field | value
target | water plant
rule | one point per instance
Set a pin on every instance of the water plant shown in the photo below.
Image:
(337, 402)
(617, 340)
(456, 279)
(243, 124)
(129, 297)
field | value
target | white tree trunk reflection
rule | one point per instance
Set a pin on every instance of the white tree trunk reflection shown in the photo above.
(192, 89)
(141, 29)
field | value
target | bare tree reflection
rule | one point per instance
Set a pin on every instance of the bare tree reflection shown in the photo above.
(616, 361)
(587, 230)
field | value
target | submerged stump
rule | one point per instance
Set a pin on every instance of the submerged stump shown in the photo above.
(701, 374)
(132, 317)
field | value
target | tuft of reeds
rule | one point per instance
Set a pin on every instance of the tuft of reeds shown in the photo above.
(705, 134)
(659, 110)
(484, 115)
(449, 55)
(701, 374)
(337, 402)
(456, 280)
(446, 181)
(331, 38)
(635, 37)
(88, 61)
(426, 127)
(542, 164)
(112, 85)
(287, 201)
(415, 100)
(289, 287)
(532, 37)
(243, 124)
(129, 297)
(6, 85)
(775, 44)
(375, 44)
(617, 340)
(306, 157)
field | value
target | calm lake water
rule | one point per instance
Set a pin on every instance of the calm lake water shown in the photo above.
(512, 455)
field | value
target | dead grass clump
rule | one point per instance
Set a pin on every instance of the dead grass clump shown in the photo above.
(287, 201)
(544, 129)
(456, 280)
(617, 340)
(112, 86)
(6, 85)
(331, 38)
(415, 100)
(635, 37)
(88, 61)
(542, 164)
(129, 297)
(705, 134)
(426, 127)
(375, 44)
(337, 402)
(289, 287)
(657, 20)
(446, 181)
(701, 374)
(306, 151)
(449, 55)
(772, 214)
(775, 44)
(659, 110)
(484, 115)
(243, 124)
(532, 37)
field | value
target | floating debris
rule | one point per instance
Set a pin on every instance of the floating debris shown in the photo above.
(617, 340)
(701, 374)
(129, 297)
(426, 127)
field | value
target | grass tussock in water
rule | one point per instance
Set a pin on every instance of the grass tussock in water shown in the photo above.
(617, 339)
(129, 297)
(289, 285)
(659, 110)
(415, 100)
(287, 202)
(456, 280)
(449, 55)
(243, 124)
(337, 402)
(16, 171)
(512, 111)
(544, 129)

■ ■ ■ ■ ■ ■ ■

*Instruction*. Write out each line of the data above again, exactly as given.

*Solution to the problem*.
field | value
target | water plant
rule | one point per instance
Set a pin on every instance of the water plant shown in the photo below.
Image:
(337, 402)
(617, 340)
(456, 279)
(243, 124)
(129, 297)
field | value
target | white tree trunk reflection
rule | one point per instance
Set a pin on every instance of the white tree trunk reflection shown in the photo above.
(192, 89)
(141, 29)
field | value
target | bare tree reflection
rule | one point per instance
Set a pin on every instance of the bare tree reflection shown in the photo above.
(616, 361)
(587, 230)
field | value
target | submerged stump
rule | one point per instance
Set a pin on every instance of the submerged stump shown in the photo above.
(701, 374)
(132, 317)
field | value
target | tuft of reeds
rule | one point per instance
Set a pin on every instance of the tuft of reeds shown in the photo above.
(705, 134)
(659, 110)
(484, 115)
(449, 55)
(701, 374)
(337, 402)
(456, 280)
(446, 181)
(331, 38)
(635, 37)
(88, 61)
(426, 127)
(542, 164)
(112, 85)
(287, 201)
(415, 100)
(289, 287)
(532, 37)
(243, 124)
(129, 297)
(6, 85)
(775, 44)
(375, 44)
(617, 340)
(306, 157)
field | value
target | calm lake water
rule | one point per instance
Set a pin on every instance of the calm lake water shown in the photo above.
(512, 455)
field | value
target | dead grass clump
rule | one point per instance
Set a pin on every instance of the dead grass clump shown in the photo above.
(287, 201)
(544, 129)
(456, 280)
(617, 340)
(112, 86)
(6, 85)
(331, 38)
(415, 100)
(635, 37)
(88, 61)
(542, 164)
(129, 297)
(705, 134)
(426, 127)
(375, 44)
(337, 402)
(289, 287)
(657, 20)
(446, 181)
(701, 374)
(306, 151)
(449, 55)
(772, 214)
(775, 44)
(659, 110)
(484, 115)
(243, 124)
(532, 37)
field | value
target | floating debris
rule | one point per instance
Set a pin on every instance of the floating debris shown in the photo above.
(617, 340)
(701, 374)
(129, 297)
(426, 127)
field | value
target | grass tussock in water
rule | one point per instance
Set a pin on every instance of the grass tussock in water shown in the photo above.
(617, 339)
(129, 297)
(289, 285)
(659, 110)
(415, 100)
(287, 202)
(456, 280)
(449, 55)
(243, 124)
(337, 402)
(16, 171)
(512, 111)
(544, 129)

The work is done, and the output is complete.